INSTRUCTIONS FOR THE TASK:
Pull every line of the data below into your answer without changing a word, and leave out the pictures.

ROWS:
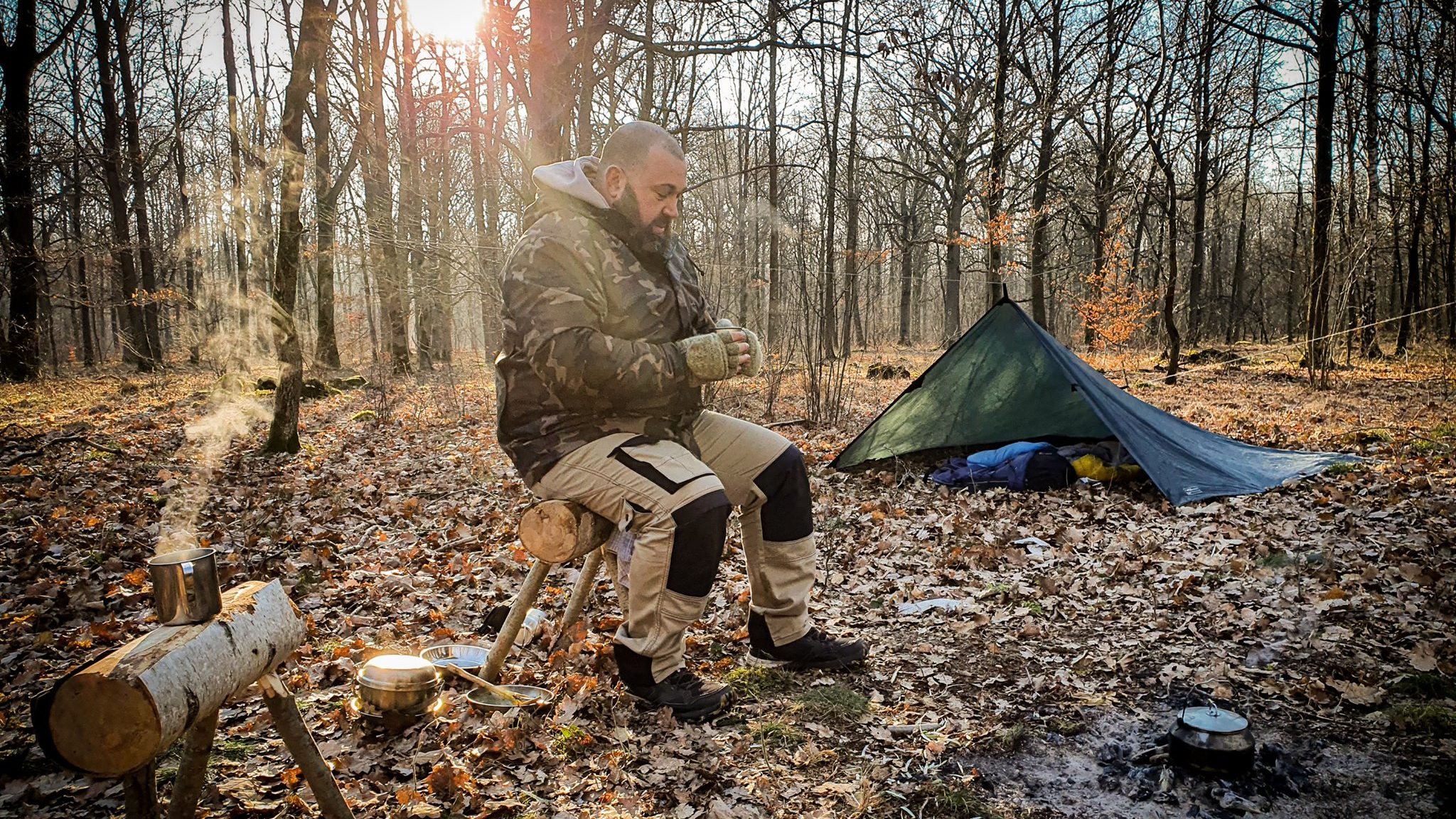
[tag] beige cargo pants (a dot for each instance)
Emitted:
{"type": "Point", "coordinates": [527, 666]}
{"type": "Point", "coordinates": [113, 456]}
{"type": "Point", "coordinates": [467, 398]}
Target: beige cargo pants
{"type": "Point", "coordinates": [676, 505]}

EXPECTED OUTPUT:
[tag] beige cargo pants (a dot for each instance)
Emitted:
{"type": "Point", "coordinates": [527, 666]}
{"type": "Point", "coordinates": [113, 456]}
{"type": "Point", "coordinates": [467, 398]}
Target: beige cargo pants
{"type": "Point", "coordinates": [676, 505]}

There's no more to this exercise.